Work to do - According to the text on Renato Peretti's forgeries, in which city did Peretti visit de Chirico in 1954?
━━━ Selected excerpt ━━━
2013/10 The Auction houses, The Fondazione Giorgio e Isa de Chirico and Peretti’s forgeries

Between 1954 and 1976, Renato Peretti (known as "Reni") worked as one of the most skilled forgers of Giorgio de Chirico. Peretti himself admitted to having produced more than a thousand forgeries of paintings by different artists, and in particular, of many works by de Chirico, who was not only his favourite artist, but his works were also the most valuable and the easiest to sell.
In 1954, Peretti visited de Chirico in Venice as a simple admirer, during which time he witnessed the artist painting one of the many replicas of the "Muse Inquietanti" from a small colour photograph attached to his easel, and thus discovered his own vocation.
━━━ Supplied data ━━━
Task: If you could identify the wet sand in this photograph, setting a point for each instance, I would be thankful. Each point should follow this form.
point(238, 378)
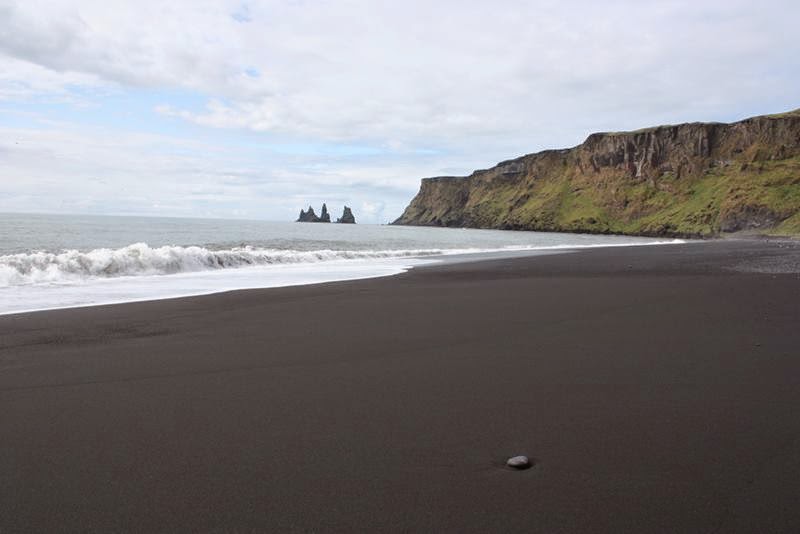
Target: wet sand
point(656, 388)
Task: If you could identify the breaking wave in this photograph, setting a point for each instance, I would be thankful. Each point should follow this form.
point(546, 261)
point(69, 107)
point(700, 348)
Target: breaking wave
point(140, 259)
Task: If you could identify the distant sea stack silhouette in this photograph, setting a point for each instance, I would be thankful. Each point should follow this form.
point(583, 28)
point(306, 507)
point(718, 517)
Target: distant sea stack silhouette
point(347, 217)
point(309, 216)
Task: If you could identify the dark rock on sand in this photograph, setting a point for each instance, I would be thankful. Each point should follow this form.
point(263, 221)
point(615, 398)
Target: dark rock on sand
point(519, 462)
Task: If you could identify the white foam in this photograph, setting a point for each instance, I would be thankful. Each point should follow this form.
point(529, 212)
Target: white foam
point(40, 281)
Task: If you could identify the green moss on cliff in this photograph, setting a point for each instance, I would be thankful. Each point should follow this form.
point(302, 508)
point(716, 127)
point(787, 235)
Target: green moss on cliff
point(688, 180)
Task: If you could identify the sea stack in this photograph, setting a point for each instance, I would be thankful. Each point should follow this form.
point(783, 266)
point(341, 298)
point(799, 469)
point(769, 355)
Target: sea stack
point(308, 216)
point(324, 216)
point(347, 217)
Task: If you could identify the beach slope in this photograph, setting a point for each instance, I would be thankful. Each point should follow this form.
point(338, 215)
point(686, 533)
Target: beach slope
point(655, 388)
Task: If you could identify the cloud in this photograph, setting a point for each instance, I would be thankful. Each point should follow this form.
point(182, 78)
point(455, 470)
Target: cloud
point(429, 86)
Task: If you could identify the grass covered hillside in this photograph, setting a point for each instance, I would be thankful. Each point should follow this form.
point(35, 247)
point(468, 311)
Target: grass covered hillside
point(698, 179)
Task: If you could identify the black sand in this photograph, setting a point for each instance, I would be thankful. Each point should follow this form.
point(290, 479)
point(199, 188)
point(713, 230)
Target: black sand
point(657, 389)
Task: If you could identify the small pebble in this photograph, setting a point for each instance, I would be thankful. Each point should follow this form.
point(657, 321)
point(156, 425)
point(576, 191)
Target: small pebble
point(519, 462)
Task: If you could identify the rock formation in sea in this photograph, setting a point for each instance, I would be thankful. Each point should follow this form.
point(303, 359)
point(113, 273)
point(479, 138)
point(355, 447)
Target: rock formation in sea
point(324, 216)
point(308, 216)
point(696, 179)
point(347, 217)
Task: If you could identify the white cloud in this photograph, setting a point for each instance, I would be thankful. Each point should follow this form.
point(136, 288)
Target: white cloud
point(477, 81)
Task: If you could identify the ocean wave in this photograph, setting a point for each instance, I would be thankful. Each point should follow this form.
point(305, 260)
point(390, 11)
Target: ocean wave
point(140, 259)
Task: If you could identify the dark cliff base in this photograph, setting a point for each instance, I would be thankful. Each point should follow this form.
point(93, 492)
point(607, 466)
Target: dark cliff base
point(655, 388)
point(698, 179)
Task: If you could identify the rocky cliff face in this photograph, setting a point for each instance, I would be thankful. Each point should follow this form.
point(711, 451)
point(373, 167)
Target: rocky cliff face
point(347, 216)
point(697, 179)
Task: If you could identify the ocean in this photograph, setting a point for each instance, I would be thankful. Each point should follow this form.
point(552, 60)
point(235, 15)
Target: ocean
point(62, 261)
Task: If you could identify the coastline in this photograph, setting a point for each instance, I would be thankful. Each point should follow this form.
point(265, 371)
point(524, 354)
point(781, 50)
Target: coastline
point(136, 287)
point(654, 387)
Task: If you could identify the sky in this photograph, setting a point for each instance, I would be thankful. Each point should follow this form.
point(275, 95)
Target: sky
point(232, 109)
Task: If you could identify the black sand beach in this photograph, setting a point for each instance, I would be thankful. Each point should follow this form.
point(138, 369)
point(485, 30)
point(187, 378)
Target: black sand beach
point(656, 388)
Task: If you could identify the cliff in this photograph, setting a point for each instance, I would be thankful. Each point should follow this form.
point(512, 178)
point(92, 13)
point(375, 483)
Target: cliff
point(697, 179)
━━━
Reply to the exercise - Venice